■ READING TEXT:
——————

A British army spokesman last night said he could not confirm or deny reports about secret British army memos written before the events of Bloody Sunday which suggested that "selected ringleaders" in the Bogside and Creggan areas of Derry be shot if the army wanted to regain control of the city.
One of the memos, entitled "The situation in Londonderry as at 7 January 1972", is said to have been written by the Commander of Land Forces in the North, Gen Robert Ford, and addressed to the General Officer Commanding British Forces, Lieut Gen Sir Harry Tuzo, according to yesterday's Sunday Tribune. Fourteen unarmed civilians were shot by members of the Parachute Regiment during a civil rights march in Derry on January 30th, 1972.
The memo is reported to be one of several documents passed to the Bloody Sunday inquiry under Lord Saville. Another Ministry of Defence memo is said to consider the possibility of letting the Bogside and Creggan "rot from within" by spreading disease and allowing essential services to breakdown. The option of ceding the areas to the Republic is also discussed.

——————

Please carry on the article about the Bloody Sunday army memos from the point where it stops. The entries that come next are separate material and have no connection to the article.

——————

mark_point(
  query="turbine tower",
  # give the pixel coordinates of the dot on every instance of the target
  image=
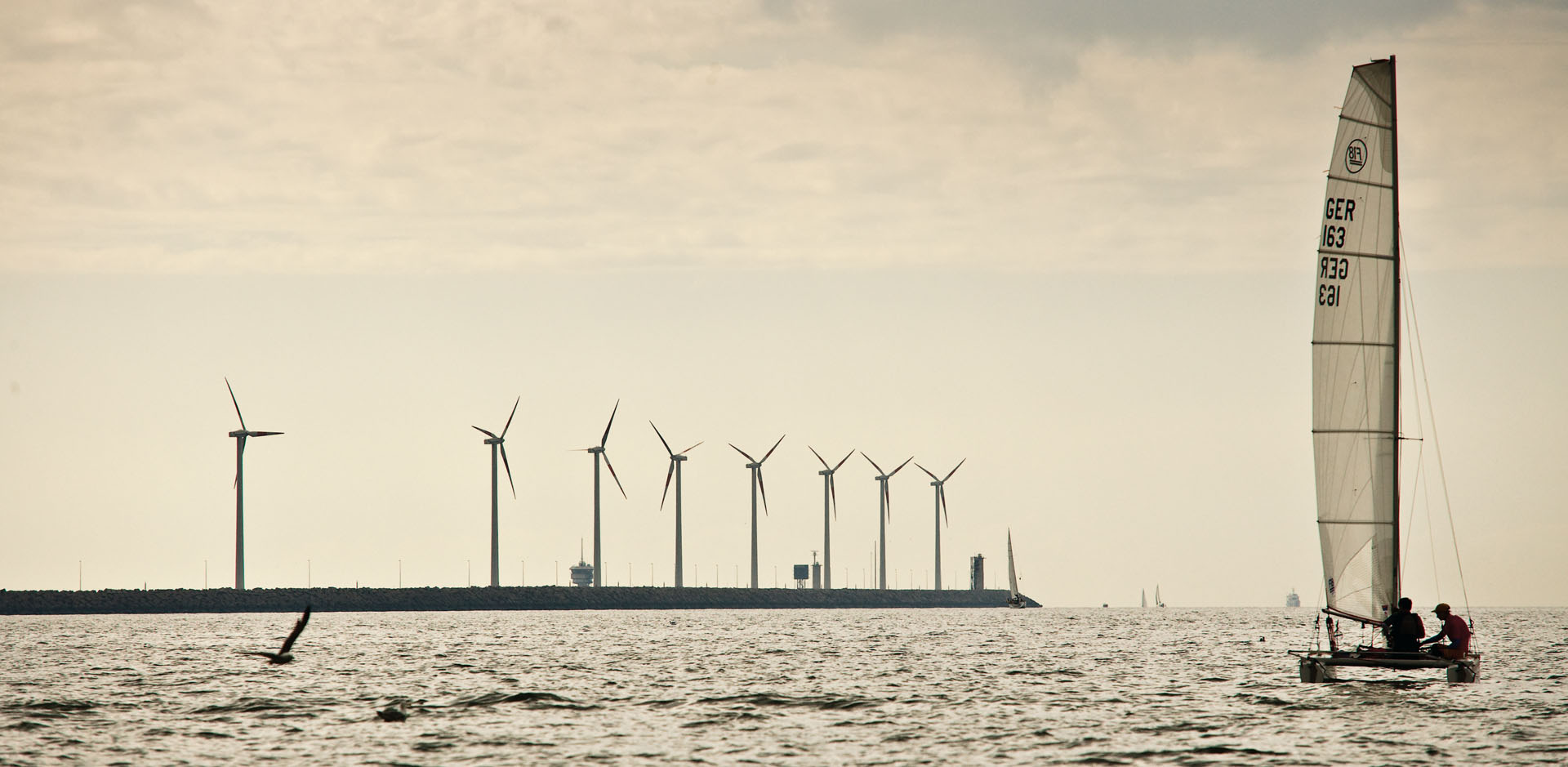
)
(238, 487)
(828, 493)
(675, 470)
(499, 443)
(884, 511)
(756, 485)
(941, 515)
(596, 453)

——————

■ OUTPUT BELOW:
In his memo, Gen Ford, then the second-in-command of the British army in Northern Ireland, is reported to conclude that the "minimum force necessary to achieve a restoration of law and order is to shoot selected ringleaders".
Another document available to Lord Saville is said to be a confidential paper entitled Marches in 1972, written only three days before Bloody Sunday by Lieut Col Harry Dalzell-Payne "to try and anticipate some of the problems we may face on Monday, 31 January 1972, if events on Sunday prove our worst fears".
According to the paper, stronger military measures would have to be taken to uphold the ban on marches. Such measures would, however, "inevitably lead to further accusations of brutality and ill-treatment of non-violent demonstrators".
The spokesman said he had not seen the documents but could not deny they existed, either. "In situations like the one in Derry in 1972, senior officers would have a responsibility to discuss `worst case scenarios'," he added.